> _A run of records_:
+++
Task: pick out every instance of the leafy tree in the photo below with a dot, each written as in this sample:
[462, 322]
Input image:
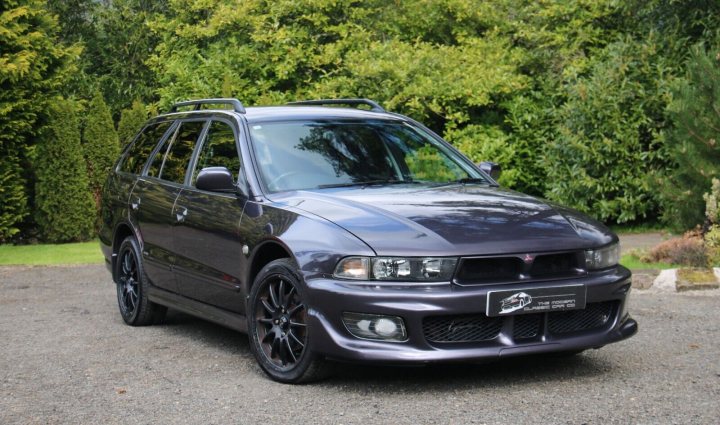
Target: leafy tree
[100, 143]
[694, 143]
[131, 121]
[608, 143]
[64, 207]
[33, 66]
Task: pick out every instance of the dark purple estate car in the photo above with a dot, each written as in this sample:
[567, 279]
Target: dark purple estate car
[350, 234]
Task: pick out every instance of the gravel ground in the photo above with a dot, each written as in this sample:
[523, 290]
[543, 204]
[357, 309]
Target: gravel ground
[67, 357]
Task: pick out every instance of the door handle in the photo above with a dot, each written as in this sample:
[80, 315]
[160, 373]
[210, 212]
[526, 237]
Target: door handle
[180, 214]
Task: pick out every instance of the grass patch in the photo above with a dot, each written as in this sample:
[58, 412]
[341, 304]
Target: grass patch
[50, 254]
[633, 263]
[639, 228]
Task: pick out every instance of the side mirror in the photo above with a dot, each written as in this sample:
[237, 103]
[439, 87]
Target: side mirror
[493, 169]
[215, 179]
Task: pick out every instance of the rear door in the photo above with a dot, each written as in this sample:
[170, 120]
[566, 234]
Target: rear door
[154, 197]
[208, 243]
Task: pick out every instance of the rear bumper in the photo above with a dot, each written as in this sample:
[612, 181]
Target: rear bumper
[329, 299]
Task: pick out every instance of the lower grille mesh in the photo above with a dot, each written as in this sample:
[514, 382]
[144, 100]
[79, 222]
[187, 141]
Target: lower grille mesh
[527, 326]
[595, 315]
[479, 327]
[472, 328]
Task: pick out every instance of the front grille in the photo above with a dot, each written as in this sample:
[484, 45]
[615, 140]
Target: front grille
[480, 328]
[555, 265]
[492, 269]
[468, 328]
[594, 316]
[483, 270]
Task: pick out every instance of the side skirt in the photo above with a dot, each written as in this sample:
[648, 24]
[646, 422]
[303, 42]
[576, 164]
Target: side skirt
[195, 308]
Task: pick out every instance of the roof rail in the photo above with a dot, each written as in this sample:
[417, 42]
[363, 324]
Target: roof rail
[237, 106]
[374, 106]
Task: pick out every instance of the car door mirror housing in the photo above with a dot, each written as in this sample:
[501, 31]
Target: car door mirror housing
[215, 179]
[493, 169]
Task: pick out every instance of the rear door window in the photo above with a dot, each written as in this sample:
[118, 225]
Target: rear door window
[173, 159]
[143, 146]
[218, 150]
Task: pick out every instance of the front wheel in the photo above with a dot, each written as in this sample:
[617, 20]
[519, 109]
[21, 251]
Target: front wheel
[135, 308]
[278, 325]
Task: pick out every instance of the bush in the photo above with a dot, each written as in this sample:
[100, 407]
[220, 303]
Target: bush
[712, 245]
[693, 144]
[32, 67]
[712, 203]
[100, 144]
[131, 120]
[487, 143]
[607, 145]
[686, 251]
[64, 210]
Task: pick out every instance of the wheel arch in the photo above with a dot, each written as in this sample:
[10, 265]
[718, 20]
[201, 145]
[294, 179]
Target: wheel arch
[264, 253]
[122, 231]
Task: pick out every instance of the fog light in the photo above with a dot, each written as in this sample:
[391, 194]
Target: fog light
[375, 327]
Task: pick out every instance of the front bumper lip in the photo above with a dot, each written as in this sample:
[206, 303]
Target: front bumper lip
[330, 298]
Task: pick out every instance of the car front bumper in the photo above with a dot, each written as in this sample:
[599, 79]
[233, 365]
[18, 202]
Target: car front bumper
[329, 299]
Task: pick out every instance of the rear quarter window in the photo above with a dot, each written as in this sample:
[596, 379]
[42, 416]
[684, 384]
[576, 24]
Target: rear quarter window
[138, 154]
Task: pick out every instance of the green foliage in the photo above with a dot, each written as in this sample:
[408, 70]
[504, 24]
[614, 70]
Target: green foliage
[100, 143]
[427, 164]
[65, 210]
[488, 143]
[712, 203]
[606, 150]
[116, 42]
[131, 121]
[32, 66]
[693, 143]
[712, 245]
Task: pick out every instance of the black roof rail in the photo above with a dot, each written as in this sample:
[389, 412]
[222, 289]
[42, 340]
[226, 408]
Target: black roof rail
[374, 106]
[237, 106]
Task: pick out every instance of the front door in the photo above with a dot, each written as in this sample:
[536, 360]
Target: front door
[208, 244]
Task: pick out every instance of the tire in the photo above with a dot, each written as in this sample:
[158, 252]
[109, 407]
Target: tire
[280, 338]
[132, 284]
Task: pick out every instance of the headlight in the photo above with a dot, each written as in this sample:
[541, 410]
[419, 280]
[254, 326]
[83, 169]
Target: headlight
[396, 269]
[602, 258]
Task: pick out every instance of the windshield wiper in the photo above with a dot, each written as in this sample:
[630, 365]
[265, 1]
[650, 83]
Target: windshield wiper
[467, 180]
[368, 183]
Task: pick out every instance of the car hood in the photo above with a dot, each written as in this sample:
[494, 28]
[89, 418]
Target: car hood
[450, 220]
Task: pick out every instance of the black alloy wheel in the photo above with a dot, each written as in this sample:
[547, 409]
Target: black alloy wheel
[281, 323]
[278, 325]
[135, 308]
[128, 283]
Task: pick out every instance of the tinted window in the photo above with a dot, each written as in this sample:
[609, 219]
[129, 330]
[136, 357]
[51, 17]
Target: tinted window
[138, 153]
[306, 155]
[219, 150]
[180, 151]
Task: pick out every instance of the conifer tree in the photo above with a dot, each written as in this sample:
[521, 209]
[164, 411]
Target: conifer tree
[32, 67]
[64, 208]
[695, 141]
[100, 143]
[131, 120]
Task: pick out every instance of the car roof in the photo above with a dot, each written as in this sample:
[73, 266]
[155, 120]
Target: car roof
[272, 113]
[256, 114]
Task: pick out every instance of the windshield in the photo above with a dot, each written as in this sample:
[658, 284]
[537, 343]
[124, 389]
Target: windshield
[298, 155]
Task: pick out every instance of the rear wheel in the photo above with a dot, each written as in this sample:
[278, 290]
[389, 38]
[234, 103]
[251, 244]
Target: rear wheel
[135, 308]
[278, 328]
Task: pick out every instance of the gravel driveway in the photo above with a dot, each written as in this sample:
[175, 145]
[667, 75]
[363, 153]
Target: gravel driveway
[67, 357]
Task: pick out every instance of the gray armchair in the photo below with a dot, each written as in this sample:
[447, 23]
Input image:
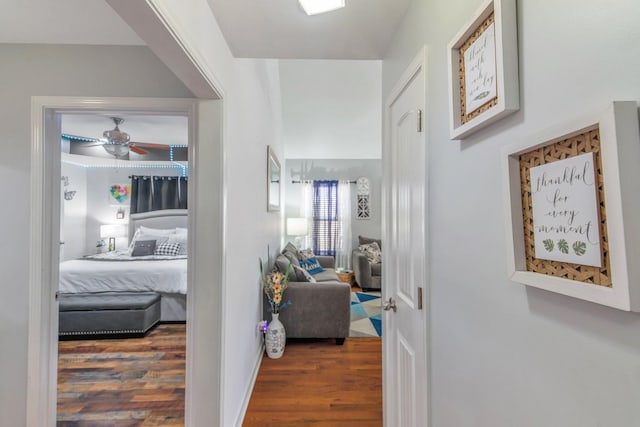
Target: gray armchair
[367, 275]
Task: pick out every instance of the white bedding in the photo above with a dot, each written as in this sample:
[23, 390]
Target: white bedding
[160, 274]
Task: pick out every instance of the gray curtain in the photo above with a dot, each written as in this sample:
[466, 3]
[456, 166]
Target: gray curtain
[152, 193]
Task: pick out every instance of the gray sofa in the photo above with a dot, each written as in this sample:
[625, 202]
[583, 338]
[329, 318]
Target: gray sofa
[367, 275]
[317, 310]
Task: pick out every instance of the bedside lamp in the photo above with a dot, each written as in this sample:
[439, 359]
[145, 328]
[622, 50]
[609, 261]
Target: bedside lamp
[111, 232]
[297, 227]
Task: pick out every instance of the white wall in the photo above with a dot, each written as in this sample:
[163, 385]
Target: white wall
[503, 354]
[350, 169]
[74, 220]
[331, 109]
[29, 70]
[255, 111]
[251, 121]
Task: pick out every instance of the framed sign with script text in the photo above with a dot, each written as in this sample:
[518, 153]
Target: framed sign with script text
[564, 205]
[572, 195]
[483, 69]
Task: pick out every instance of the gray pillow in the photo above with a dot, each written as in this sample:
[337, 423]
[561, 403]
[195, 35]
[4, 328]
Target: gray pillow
[291, 252]
[143, 248]
[303, 275]
[366, 240]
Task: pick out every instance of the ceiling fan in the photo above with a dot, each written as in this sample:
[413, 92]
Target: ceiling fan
[118, 143]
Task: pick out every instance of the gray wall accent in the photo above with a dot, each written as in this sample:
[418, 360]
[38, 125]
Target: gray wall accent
[504, 354]
[343, 169]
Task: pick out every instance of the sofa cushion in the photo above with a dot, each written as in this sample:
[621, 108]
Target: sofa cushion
[366, 240]
[372, 251]
[376, 269]
[282, 263]
[303, 275]
[291, 252]
[311, 265]
[306, 254]
[328, 275]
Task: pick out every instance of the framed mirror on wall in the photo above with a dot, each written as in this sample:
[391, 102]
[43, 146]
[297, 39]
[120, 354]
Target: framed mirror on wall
[273, 181]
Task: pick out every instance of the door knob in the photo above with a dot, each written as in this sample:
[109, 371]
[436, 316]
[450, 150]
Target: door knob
[390, 305]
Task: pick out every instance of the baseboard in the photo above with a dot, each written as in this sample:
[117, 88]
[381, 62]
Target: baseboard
[247, 397]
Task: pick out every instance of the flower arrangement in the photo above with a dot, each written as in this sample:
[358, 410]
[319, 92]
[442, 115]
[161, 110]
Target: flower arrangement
[274, 284]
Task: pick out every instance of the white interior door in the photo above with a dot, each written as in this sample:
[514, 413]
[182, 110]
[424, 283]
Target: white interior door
[405, 279]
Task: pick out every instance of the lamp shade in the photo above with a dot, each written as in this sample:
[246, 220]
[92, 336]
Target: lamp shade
[112, 230]
[297, 227]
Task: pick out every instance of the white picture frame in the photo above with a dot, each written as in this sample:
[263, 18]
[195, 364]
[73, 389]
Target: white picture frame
[273, 181]
[620, 156]
[505, 84]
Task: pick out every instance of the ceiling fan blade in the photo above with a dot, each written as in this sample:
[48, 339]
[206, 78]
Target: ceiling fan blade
[138, 150]
[90, 144]
[152, 145]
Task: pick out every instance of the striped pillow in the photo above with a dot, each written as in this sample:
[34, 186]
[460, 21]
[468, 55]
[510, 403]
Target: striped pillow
[168, 249]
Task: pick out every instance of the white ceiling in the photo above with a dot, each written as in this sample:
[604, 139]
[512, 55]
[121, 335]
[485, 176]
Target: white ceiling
[252, 28]
[64, 22]
[280, 29]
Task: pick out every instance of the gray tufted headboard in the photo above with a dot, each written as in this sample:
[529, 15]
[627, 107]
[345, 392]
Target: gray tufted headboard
[169, 218]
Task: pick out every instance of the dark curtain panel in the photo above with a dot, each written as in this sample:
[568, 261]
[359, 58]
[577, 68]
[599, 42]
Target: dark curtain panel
[326, 226]
[152, 193]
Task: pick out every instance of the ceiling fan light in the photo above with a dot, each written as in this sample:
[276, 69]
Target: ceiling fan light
[116, 150]
[314, 7]
[116, 136]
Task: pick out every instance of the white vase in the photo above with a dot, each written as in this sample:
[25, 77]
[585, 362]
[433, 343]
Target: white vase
[275, 338]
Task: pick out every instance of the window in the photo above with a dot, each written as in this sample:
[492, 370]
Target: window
[327, 227]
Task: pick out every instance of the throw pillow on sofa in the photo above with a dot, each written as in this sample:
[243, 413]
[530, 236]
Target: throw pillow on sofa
[303, 275]
[362, 240]
[372, 252]
[312, 265]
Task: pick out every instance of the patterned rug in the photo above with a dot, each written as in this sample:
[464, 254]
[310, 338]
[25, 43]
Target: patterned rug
[366, 314]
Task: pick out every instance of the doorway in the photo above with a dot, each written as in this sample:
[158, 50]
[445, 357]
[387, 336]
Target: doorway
[111, 360]
[204, 267]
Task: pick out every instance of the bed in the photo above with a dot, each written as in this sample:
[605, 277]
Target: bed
[163, 270]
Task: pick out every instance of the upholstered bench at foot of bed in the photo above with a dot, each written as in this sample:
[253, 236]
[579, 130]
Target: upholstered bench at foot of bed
[108, 313]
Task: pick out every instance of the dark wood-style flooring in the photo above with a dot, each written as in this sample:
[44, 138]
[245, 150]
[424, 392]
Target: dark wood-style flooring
[140, 382]
[319, 383]
[123, 382]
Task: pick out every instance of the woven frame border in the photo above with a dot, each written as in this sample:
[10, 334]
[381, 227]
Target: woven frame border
[464, 118]
[588, 141]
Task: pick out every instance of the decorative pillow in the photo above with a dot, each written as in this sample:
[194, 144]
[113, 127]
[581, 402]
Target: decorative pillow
[143, 248]
[306, 254]
[311, 265]
[282, 263]
[372, 252]
[303, 275]
[180, 239]
[367, 240]
[168, 249]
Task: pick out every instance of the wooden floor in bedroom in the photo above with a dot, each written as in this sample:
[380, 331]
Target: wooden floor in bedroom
[140, 382]
[123, 382]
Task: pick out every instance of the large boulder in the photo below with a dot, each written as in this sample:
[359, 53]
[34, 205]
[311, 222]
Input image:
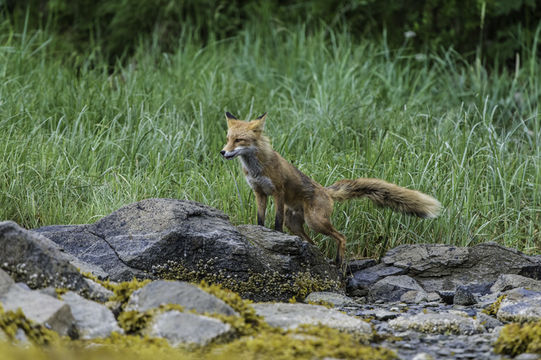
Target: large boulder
[392, 288]
[184, 328]
[5, 282]
[40, 308]
[444, 267]
[290, 316]
[37, 261]
[520, 305]
[181, 293]
[92, 320]
[185, 240]
[448, 322]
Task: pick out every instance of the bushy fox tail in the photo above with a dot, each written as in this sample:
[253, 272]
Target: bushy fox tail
[382, 193]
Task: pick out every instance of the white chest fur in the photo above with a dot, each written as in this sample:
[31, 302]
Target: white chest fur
[254, 175]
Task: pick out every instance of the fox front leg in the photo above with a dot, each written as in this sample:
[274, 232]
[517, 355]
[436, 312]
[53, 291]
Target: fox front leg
[261, 200]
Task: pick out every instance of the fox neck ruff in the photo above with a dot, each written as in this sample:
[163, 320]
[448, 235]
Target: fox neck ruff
[254, 173]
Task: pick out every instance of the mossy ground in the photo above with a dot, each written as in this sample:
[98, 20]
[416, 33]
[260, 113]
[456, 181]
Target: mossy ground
[259, 286]
[253, 337]
[516, 339]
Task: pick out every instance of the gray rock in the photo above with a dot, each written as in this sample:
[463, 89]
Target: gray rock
[97, 291]
[93, 320]
[163, 292]
[185, 328]
[36, 260]
[176, 239]
[5, 282]
[392, 288]
[361, 281]
[439, 323]
[447, 296]
[423, 356]
[528, 356]
[354, 266]
[520, 305]
[463, 296]
[330, 298]
[488, 321]
[442, 267]
[512, 281]
[290, 316]
[42, 309]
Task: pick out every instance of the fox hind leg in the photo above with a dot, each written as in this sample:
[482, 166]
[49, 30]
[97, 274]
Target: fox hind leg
[261, 201]
[320, 222]
[294, 221]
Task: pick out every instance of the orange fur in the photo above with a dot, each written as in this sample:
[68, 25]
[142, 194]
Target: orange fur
[299, 199]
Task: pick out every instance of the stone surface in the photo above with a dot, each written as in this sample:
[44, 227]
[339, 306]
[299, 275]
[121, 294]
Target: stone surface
[5, 282]
[167, 238]
[438, 323]
[92, 320]
[361, 281]
[334, 299]
[520, 305]
[190, 297]
[354, 266]
[185, 328]
[97, 292]
[511, 281]
[463, 296]
[392, 288]
[290, 316]
[442, 267]
[42, 309]
[36, 260]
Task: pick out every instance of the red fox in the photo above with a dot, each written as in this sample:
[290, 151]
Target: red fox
[299, 199]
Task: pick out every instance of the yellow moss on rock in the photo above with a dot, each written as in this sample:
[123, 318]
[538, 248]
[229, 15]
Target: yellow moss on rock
[307, 342]
[493, 308]
[12, 321]
[516, 339]
[268, 285]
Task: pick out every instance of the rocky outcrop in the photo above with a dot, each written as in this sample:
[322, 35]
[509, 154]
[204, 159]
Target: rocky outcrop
[290, 316]
[452, 322]
[41, 309]
[520, 305]
[92, 320]
[444, 267]
[185, 240]
[35, 260]
[184, 328]
[188, 296]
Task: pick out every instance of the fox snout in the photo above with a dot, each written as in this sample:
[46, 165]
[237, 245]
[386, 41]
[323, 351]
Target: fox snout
[229, 154]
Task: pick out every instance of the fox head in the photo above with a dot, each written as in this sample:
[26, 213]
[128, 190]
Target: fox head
[242, 136]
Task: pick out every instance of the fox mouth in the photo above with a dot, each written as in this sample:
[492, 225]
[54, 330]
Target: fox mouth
[230, 154]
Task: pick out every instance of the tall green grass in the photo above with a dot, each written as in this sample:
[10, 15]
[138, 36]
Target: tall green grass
[78, 142]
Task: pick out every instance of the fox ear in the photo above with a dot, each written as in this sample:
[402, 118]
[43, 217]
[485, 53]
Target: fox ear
[229, 118]
[259, 123]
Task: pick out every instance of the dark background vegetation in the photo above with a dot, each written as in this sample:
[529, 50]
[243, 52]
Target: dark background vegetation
[489, 30]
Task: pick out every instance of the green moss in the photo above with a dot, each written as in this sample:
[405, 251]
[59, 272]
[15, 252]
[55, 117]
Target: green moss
[261, 286]
[308, 342]
[516, 339]
[493, 308]
[12, 321]
[248, 323]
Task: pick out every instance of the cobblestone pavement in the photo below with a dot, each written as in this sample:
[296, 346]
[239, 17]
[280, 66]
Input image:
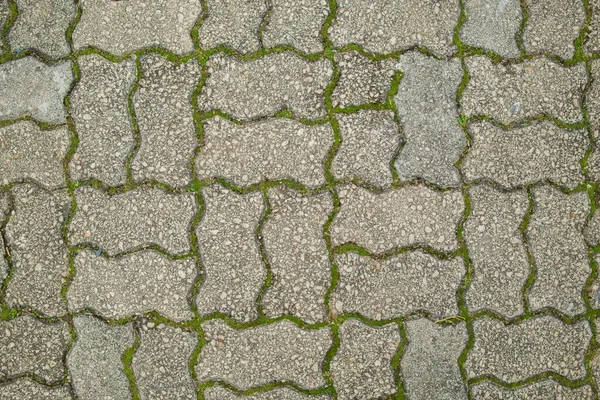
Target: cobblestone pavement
[299, 199]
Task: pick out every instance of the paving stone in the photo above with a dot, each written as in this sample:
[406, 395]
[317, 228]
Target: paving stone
[31, 346]
[297, 24]
[31, 88]
[264, 86]
[513, 353]
[120, 27]
[133, 284]
[361, 368]
[42, 25]
[297, 254]
[270, 149]
[520, 156]
[429, 365]
[517, 92]
[140, 217]
[558, 249]
[277, 352]
[374, 25]
[94, 362]
[499, 258]
[426, 103]
[161, 363]
[397, 286]
[492, 26]
[166, 120]
[27, 152]
[230, 253]
[100, 109]
[361, 80]
[39, 254]
[553, 26]
[405, 216]
[369, 142]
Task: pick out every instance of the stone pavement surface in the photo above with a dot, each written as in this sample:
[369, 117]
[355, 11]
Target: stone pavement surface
[309, 199]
+++
> _REQUIRED TASK_: Leave the pictures out, and reproduce only the lines from the line holding "Task: pick out every instance of the fox head" through the last line of the material, both included.

> _COMPLETE OUTPUT_:
Task: pick out every instance of the fox head in the photo above with a dot, each written as in this sample:
[26, 213]
[128, 190]
Target: fox head
[242, 136]
Task: pick out every instance of the fox mouth in the photo above with a dot, each written as in this sample:
[492, 225]
[54, 330]
Target: fox mouth
[230, 154]
Task: pick out every instance of the tall green grass in the photo above with a dot, each written as in this sample:
[10, 15]
[138, 36]
Target: tall green grass
[78, 142]
Task: pick out every instance of the fox ear in the photo above with a dot, each written as in this sample:
[402, 118]
[43, 217]
[485, 53]
Target: fox ear
[229, 118]
[259, 123]
Task: pick out every instance of the dark background vegetation in the photo above with a dot, each written as in this sample:
[529, 50]
[243, 52]
Target: dark background vegetation
[489, 30]
Task: pick out every instance of the green moss in the photo above with a dot, each written as in this sample:
[405, 251]
[59, 272]
[15, 252]
[55, 117]
Target: green moss
[261, 286]
[308, 342]
[516, 339]
[493, 308]
[12, 321]
[248, 323]
Task: pick out every instance of the cobblestone pavement in the photo below with a dot, each written as in this sample:
[296, 346]
[239, 17]
[280, 66]
Input image:
Target: cobblestone pavement
[299, 199]
Task: pick out every instance of the paving stone in the photo above with a dot, each written as in this sample:
[406, 395]
[317, 228]
Target: paving stone
[31, 346]
[297, 24]
[31, 88]
[264, 86]
[513, 353]
[120, 27]
[133, 284]
[361, 368]
[42, 25]
[297, 254]
[270, 149]
[520, 156]
[429, 365]
[517, 92]
[140, 217]
[558, 249]
[277, 352]
[374, 25]
[94, 362]
[499, 258]
[426, 103]
[161, 363]
[397, 286]
[492, 26]
[166, 120]
[27, 152]
[230, 253]
[100, 109]
[361, 80]
[39, 254]
[553, 26]
[405, 216]
[369, 142]
Task: pick out every instance of the stone pavement surface in the photo above with a dot, each written as in this sample:
[369, 117]
[355, 11]
Target: stone pavement surface
[309, 199]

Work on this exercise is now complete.